→ **What the task requires**
Write the next part of the commentary on India-China relations after the nuclear tests, picking up right after its last sentence.

→ **Excerpted text**
********************
India-China Relations: Business as usual or down the slippery slope?

08 Jun, 1998    ·   112

Giri Deshingkar analyses the Indo-China relations after the nuclear tests.


The back peddling and damage-limitation exercise on the China front should not obscure the foot that the BJP’s core position on China remains the same as what was said in Mr. Vajpayee’s letter to Mr. Clinton. Despite the improvement registered in India-China relations since 1988, the BJP continues to be extremely distrustful of China , particularly on three points. It believes that China committed aggression against India in 1962 and is still making a solution of the border dispute difficult. Secondly, China refuses to accept the merger of Sikkim into the Indian Union. Lastly, China continues to transfer to Pakistan nuclear weapons and missile technologies to prevent India from emerging as a great power on the world scene.

 

 

Perceptions are perceptions; one cannot argue with them. At best, one can juxtapose one set of perceptions with another held by other leaders in the past. Before the late Mr. Rajiv Gandhi’s visit to China in 1988, the Indian government had looked itself into the same set of perceptions which had immobilized India ’s China policy for a quarter century. While the rest of the World, particularly the US and the Soviet Union had decided to jump out of the corner in which they had printed themselves, India continued to derive comfort from its "principled" policy that the India-China border was not in dispute and China stubbornly refused to see the "truth"; as for the war of 1962, India was the aggrieved party and it was for China to make amends. But the costs of this policy had begun to tell. India had to maintain a huge armed presence on its northern borders despite the fact that few major armed incidents had taken place on that border for nearly 35 years. Then, the tension on the border threatened to explode around the Sumdorong valley. Whatever the genesis of that incident, one thing became clear: continuous tension can produce ugly incident. And in 1966-67, neither the US nor the Soviet Union was available as countervailing power in the event of armed conflict.

 

 

Fortunately today, the Indian-China border is no longer tense. Over the last decade, the difficult-to-handle "border" problem has been transformed into establishing "peace and tranquillity" along the line of Actual Control. In November 1998, India and China signed an agreement on military confidence building measures. The perception of the Indian leaders then in power allowed this to happen. But the new leaders of the BJP-led government have questioned the fundamentals on which such agreements were based.
********************
→ **Source material**

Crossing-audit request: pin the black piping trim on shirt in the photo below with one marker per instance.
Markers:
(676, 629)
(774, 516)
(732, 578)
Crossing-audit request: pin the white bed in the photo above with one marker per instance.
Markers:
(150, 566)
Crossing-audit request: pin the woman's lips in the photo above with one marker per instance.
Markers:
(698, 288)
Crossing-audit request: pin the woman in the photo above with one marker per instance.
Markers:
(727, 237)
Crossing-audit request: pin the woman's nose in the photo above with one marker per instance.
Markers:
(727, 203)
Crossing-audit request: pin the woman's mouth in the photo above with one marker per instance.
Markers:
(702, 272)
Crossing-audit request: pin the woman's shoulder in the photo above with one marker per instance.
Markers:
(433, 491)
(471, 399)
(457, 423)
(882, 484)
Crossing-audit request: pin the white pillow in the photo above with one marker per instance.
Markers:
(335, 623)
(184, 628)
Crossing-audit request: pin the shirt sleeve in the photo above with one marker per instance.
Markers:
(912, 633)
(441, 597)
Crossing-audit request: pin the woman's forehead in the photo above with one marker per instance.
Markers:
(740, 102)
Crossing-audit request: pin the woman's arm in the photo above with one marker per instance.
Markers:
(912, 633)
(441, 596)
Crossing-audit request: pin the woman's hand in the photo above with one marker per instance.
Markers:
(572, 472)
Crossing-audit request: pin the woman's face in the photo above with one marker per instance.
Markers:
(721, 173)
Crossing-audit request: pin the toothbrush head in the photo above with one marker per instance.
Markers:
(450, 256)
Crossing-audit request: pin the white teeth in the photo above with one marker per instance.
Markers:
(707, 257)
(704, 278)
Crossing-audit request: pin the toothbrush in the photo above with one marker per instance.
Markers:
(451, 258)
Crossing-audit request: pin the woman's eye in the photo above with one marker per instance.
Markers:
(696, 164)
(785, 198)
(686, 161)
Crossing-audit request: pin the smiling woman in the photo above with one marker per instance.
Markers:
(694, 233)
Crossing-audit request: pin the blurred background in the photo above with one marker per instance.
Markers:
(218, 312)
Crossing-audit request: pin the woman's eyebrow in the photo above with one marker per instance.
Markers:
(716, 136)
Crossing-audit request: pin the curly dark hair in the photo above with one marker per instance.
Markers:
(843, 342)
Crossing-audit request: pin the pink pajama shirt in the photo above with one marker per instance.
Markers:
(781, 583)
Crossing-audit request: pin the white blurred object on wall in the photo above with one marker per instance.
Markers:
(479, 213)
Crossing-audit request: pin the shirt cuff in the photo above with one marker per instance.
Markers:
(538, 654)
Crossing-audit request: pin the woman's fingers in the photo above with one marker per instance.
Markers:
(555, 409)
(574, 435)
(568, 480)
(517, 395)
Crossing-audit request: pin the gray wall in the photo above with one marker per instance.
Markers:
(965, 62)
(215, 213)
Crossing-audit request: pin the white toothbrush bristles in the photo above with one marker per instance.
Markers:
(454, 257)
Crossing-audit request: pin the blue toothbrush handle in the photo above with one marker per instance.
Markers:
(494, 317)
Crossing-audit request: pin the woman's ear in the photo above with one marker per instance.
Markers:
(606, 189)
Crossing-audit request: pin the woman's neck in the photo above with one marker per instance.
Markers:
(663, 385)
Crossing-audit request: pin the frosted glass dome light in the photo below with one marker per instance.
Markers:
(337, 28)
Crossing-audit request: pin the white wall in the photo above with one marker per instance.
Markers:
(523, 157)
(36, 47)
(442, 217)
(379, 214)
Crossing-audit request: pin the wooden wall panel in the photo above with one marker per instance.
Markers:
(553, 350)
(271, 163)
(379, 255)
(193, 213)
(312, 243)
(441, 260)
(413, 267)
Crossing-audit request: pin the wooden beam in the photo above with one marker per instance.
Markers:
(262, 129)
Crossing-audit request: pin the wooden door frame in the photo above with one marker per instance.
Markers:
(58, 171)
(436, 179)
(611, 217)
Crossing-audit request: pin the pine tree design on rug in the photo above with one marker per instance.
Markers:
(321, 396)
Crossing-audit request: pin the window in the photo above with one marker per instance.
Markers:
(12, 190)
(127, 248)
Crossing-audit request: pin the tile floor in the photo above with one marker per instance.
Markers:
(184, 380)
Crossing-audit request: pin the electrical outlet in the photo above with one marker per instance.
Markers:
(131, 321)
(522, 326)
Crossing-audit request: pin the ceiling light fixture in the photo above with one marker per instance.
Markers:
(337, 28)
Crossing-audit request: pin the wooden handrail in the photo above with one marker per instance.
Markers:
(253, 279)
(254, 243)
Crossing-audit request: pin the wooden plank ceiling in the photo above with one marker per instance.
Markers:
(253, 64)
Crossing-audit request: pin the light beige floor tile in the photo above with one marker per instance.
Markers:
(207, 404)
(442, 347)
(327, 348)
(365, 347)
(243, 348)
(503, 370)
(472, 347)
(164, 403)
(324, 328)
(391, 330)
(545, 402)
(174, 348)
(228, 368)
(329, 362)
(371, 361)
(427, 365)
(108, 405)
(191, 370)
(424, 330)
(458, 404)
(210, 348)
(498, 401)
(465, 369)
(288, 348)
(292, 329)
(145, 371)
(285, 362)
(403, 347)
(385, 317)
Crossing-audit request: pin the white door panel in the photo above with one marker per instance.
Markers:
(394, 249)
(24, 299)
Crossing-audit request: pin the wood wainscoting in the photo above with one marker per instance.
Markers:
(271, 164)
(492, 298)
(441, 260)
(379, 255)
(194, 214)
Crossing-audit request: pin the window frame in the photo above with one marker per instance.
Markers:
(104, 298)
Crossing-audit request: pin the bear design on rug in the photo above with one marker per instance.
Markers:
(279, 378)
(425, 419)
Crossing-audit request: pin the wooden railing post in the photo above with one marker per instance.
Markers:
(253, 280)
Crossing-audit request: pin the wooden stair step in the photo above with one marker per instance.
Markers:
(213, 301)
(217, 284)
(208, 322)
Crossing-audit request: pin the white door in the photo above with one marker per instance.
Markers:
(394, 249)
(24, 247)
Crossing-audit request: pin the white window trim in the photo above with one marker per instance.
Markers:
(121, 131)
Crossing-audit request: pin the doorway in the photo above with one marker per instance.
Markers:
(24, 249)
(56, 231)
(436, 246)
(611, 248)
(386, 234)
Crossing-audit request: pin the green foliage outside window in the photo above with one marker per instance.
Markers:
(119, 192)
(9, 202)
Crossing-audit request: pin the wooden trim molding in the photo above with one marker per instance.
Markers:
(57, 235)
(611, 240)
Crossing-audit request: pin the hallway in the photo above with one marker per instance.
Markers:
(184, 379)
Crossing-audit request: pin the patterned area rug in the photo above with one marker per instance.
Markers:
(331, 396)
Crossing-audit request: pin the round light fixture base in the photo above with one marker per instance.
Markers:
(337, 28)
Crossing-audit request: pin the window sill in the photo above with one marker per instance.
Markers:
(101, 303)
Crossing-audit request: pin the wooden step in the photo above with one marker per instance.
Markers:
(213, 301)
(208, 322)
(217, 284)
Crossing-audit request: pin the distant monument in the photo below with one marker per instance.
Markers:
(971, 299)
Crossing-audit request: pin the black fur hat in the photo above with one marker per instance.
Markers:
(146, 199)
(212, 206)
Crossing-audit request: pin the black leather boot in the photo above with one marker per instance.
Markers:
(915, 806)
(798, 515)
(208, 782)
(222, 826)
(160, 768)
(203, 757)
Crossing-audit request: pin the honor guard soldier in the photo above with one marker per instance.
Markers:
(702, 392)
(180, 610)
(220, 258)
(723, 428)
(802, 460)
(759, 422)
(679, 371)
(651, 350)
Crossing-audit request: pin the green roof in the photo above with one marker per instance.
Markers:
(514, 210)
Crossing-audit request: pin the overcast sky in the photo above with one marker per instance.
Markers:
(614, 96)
********************
→ **Exercise output**
 

 

No. It is not George Fernandes. The Chinese were taken aback at first when he began to speak about a threat from China . But they quickly learned to dissociate his views from those of the government as a whole. But when they read Mr. Vajpayee’s letter to Mr. Clinton they were left in no doubt that Mr. Fernandes was allowed to go at China as a matter of deliberate design. It seemed to them that Mr. Vajpayee’s views on China had turned 180 degrees since his China visit of 1979.

 

 

What are the Chinese to make of the greatly softened tone and the damage-limitation efforts? The most benign conclusion they can come to is that the BJP-led government is fickle-minded; it had not thought through the consequences of the stand it took. But the skeptics among the Chinese will ask why things would turn out any better in the future? So, henceforth they will exercise far more than the usual caution in dealing with India . To put it another way, China will be prepared to forget in order to carry on with the business improving relations with India but they will not forgive India ’s current leaders for the nasty jolt.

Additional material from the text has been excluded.